EXERCISE INSTRUCTIONS: Quote every line of the material beneath this one.

PROVIDED MATERIAL:
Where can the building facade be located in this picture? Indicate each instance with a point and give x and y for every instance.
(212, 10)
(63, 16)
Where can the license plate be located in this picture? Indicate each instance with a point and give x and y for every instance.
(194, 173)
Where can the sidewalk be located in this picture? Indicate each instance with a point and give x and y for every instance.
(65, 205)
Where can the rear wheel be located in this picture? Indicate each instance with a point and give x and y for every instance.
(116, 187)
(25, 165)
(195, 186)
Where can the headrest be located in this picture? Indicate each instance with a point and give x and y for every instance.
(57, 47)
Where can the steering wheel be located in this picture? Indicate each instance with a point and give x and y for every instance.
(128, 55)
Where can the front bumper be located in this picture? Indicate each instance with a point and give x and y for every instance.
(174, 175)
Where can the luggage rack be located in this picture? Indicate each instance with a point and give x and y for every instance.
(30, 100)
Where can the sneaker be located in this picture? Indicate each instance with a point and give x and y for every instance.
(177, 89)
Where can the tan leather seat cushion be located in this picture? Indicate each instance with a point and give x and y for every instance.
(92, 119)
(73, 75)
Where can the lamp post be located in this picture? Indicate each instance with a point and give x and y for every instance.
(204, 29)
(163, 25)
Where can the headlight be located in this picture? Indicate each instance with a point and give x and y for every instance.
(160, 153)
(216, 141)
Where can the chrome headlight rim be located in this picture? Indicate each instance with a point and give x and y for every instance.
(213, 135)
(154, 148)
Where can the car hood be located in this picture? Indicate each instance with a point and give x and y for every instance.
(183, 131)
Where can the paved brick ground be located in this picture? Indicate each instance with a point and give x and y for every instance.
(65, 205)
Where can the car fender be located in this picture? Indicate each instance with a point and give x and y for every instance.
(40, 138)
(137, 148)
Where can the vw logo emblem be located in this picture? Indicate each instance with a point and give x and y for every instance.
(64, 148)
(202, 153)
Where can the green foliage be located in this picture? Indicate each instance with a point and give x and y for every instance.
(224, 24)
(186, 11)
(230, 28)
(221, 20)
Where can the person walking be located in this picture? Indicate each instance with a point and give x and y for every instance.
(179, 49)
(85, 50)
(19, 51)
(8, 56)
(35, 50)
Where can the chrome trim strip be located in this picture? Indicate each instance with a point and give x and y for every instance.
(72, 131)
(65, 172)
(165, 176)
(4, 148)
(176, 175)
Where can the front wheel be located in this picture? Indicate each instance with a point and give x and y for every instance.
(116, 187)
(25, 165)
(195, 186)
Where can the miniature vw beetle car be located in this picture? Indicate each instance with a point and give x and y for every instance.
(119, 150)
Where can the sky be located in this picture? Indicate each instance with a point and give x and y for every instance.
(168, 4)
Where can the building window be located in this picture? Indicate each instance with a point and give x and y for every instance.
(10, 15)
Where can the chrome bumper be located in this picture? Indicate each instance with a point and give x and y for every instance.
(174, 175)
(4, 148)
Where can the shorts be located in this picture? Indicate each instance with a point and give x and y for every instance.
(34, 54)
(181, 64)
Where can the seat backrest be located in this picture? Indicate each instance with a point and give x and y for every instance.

SOLUTION TO THE PROBLEM:
Where can the building facade be located in this picture? Indicate each instance with a point and give x and y for every instance.
(212, 10)
(63, 16)
Where can the license plate be located in this picture? Indicate each instance with a point and give x and y for every instance.
(194, 173)
Where can the sidewalk be located in this picture? Indicate each instance with a point and give x and y for every instance.
(65, 205)
Where can the rear wheel be located in this picture? Indicate each instance with a point and give x and y for every instance.
(116, 187)
(25, 165)
(195, 186)
Where can the headrest be located in this picture? Indicate each instance with a point and give x and y for every instance.
(57, 47)
Where can the steering wheel be located in this picture? Indicate each instance with a point and give x and y for every instance.
(128, 55)
Where can the front bumper be located in this picture? Indicate each instance with a point and give x and y for every instance.
(174, 175)
Where can the luggage rack be located in this picture? Indicate each instance with a point and give x and y for every instance.
(30, 100)
Where can the sneaker be located in this picture? Indicate each instance with a point and give x and y for every instance.
(177, 89)
Where can the tan leather seat cushion be located in this picture? Indicate each instance with a point and give x and y for every instance.
(92, 119)
(73, 75)
Where can the lamp post be located in this picture? Indicate each instance with a point and give x and y for every instance.
(204, 29)
(163, 25)
Where can the headlight be located in this picture? Indicate each instance with a point and give x and y for every instance.
(160, 153)
(216, 141)
Where can the chrome headlight rim be located in this picture? Indicate each instance with a point and give x and y for every instance.
(213, 135)
(154, 148)
Where can the car hood be located in this picture? Indicate each instance with a point and give x and y for every instance.
(183, 131)
Where can the paved brick ground be located in this picture? Indicate each instance with a point and give x and y for every instance.
(65, 205)
Where can the car fender be located in this picture? Indicate each instance with a point and give x and y for every instance.
(40, 138)
(137, 148)
Where can the vw logo emblem be located in this picture? Indicate each instance with a point and give x and y for every instance.
(64, 148)
(202, 153)
Where can the green foliage be located in this picture? Indicate each instance with a point and give x and y for every instance.
(224, 24)
(186, 11)
(230, 28)
(221, 20)
Where can the person walking be located in this picture? Indicate each instance with a point and give x and y for every instance.
(179, 49)
(85, 50)
(19, 51)
(8, 56)
(35, 50)
Where can the chrome trim strip be located in this picture? Indicate each instance with a point and give x and y for every instance.
(72, 131)
(65, 172)
(165, 176)
(4, 148)
(176, 175)
Where can the front wheel be located in this picture? Indicate each instance with a point and give x and y for every instance.
(116, 187)
(25, 165)
(195, 186)
Where can the miniature vw beetle car be located in this picture? Indicate each instance with a point and give x and y for every instance.
(119, 150)
Where can the sky be located in this picture? Indicate each instance with a point and give x and y for every instance.
(168, 4)
Where can the building window be located in this picture? Indicate each instance with a point and give x and y for every instance.
(10, 15)
Where can the chrome bumper be located in this picture? Indicate each instance with a point and give x and y for every instance.
(174, 175)
(4, 148)
Where can the shorts be located in this picture? Indicate each instance with a point and give x and y for every instance.
(34, 54)
(181, 64)
Where can the seat backrest be located in this picture? Indicate each instance with a point and give x and y for every instance.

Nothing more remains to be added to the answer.